Exactly as they appear, output all of the entries.
-- start of Entries shown --
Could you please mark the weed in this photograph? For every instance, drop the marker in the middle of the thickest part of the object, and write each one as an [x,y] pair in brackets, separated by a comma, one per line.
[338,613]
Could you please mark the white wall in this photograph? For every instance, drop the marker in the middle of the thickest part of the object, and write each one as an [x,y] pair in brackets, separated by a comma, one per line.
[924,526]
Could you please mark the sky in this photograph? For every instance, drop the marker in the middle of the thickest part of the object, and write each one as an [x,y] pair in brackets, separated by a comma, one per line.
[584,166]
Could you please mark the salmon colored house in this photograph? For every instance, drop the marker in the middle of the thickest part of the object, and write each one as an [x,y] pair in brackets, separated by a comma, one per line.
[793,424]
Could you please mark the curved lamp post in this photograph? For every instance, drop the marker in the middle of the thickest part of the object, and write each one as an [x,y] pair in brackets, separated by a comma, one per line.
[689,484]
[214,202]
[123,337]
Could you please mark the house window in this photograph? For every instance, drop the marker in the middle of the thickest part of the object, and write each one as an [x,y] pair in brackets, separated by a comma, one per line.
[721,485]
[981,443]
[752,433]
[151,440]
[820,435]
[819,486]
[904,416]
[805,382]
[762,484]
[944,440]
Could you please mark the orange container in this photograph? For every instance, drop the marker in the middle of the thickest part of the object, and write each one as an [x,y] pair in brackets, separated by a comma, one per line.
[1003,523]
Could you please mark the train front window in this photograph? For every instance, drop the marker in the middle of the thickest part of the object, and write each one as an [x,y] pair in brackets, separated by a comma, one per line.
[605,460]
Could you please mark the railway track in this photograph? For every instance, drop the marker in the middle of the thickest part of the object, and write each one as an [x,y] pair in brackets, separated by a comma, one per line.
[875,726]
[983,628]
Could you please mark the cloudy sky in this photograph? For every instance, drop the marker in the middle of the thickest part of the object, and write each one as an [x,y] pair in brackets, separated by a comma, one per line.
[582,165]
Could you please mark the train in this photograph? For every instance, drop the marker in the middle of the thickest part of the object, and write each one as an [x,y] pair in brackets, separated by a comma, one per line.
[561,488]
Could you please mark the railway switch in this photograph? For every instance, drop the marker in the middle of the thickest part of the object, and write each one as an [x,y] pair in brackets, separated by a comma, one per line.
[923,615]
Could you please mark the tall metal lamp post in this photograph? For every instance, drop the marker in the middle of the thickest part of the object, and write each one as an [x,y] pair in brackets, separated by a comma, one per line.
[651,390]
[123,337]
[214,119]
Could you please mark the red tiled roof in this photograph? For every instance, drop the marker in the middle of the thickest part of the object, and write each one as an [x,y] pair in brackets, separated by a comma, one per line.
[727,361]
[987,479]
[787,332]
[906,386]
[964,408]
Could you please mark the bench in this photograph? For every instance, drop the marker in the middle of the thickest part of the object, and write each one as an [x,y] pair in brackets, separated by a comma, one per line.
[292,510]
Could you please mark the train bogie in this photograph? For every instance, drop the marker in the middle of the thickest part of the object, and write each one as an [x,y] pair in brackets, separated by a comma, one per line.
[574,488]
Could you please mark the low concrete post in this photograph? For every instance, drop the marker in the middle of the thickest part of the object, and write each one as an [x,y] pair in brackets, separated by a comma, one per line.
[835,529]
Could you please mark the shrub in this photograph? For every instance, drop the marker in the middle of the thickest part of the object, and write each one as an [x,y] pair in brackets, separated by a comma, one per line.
-- end of Entries shown --
__Task answer__
Could you please mark the weed in this photograph? For every instance, drop the marker in the middle of the thickest part of the object, and write each one as an [x,y] pair in brackets, separated by a comma, one per line.
[338,613]
Could you please mark the white wall in this photograph? For every instance, drop the marker in the middle of the thickest part of the object, and write each one as an [x,y] pair in brackets, separated by a comma, one per line.
[924,526]
Could you please mark the sky in this photograph? For every instance, drop the marker in the middle of the thickest part of the object, and write each one as an [x,y] pair in brackets, separated by a comma, one per line.
[584,166]
Could you please mark the salmon colored house in this photograph? For every instance, drop the marker in the middle of the thickest part of the object, and write each one as an [x,y] pair in brackets, separated by a comma, one per line.
[793,424]
Could you please mark the curved lamp post in this photograph? For every instance, drop the marker in the middle of the thickest part of the object, and write each one as an [x,y] pair in brackets, separated by a comma, one per line.
[689,484]
[214,202]
[123,337]
Could you please mark the house window in this photograph? For every instance, drop the marker in the middle of the thickest part of the object, and write each one as an [x,y] pair in brackets, separated by a comma, one per line.
[721,485]
[981,443]
[752,433]
[151,440]
[820,435]
[819,486]
[904,416]
[805,382]
[762,484]
[944,440]
Could you please mark the orange container in this photograph? For every instance, drop the marker in the middle of the thickest part of the object, and write each one as an [x,y] pair in brackets, separated by a comma, one per line.
[1003,523]
Could you please mark the train front window in this photograph? For every instance, drop the marker in the middle of the thickest part of the object, and write each one as an [x,y] pair in brackets, separated by a comma, one per line.
[605,460]
Could you please mark the railway track in this photograph? For every instance, drop the marker in the middle of the thickest part of the object, and write each one as an [x,y] pair in brackets, separated by a comma, one per line.
[875,726]
[983,628]
Could you please mark the cloudy sky in this photograph? For every instance, drop the marker in the middle of the thickest part of the object, and write each one as an [x,y] pair in brackets, separated by a comma, one per line.
[582,165]
Could you please mark the train in this photograph? For every instance, drop the marker in the middle of the thickest part of the object, and write each one as an [x,y] pair in brackets, separated by a comma, one per line.
[561,488]
Could you please mark the railway switch in this photograph? For every instance, drop the marker in the middle of the thickest part of the object, and write each one as an [x,y] pair in brackets, separated by a comma, one per line.
[923,615]
Could you please mark the tall metal lamp post in this photograph? For every instance, drop the marker in the middle of the thickest part of the object, and write each one as an [x,y] pair in brackets, separated by a comma, one per line.
[651,390]
[123,337]
[214,119]
Could you please mark the red tiled roof in this photograph? For every instance, drop the marker in the middle of the thickest part of the object, and write each one as an [x,y] pair in brackets, separated by a comma, one per line.
[727,361]
[987,479]
[787,332]
[906,386]
[964,408]
Could you please mark the bench in this photograph? For every instance, drop the marker in the middle of the thickest part of the object, and write each one as an [x,y] pair in brackets, separated by a comma, one per line.
[292,510]
Could you please mark the train bogie in this photograph? For every instance, drop the marker in the middle of the thickest part of the object, and write each one as an [x,y] pair in brackets, separated by a comma, one per line.
[574,488]
Could you please mark the low concrete post in this photograph? For every instance, drop the marker in the middle of the thickest part of the object, and write each one as an [x,y] pair in brackets, separated by a comma, one per line.
[835,529]
Could you please mark the shrub in this photograph? For every instance, drop the marker in the middle of the thickest part of the object, and write each one as an [x,y] pair in brackets, separated by a comma, one per line.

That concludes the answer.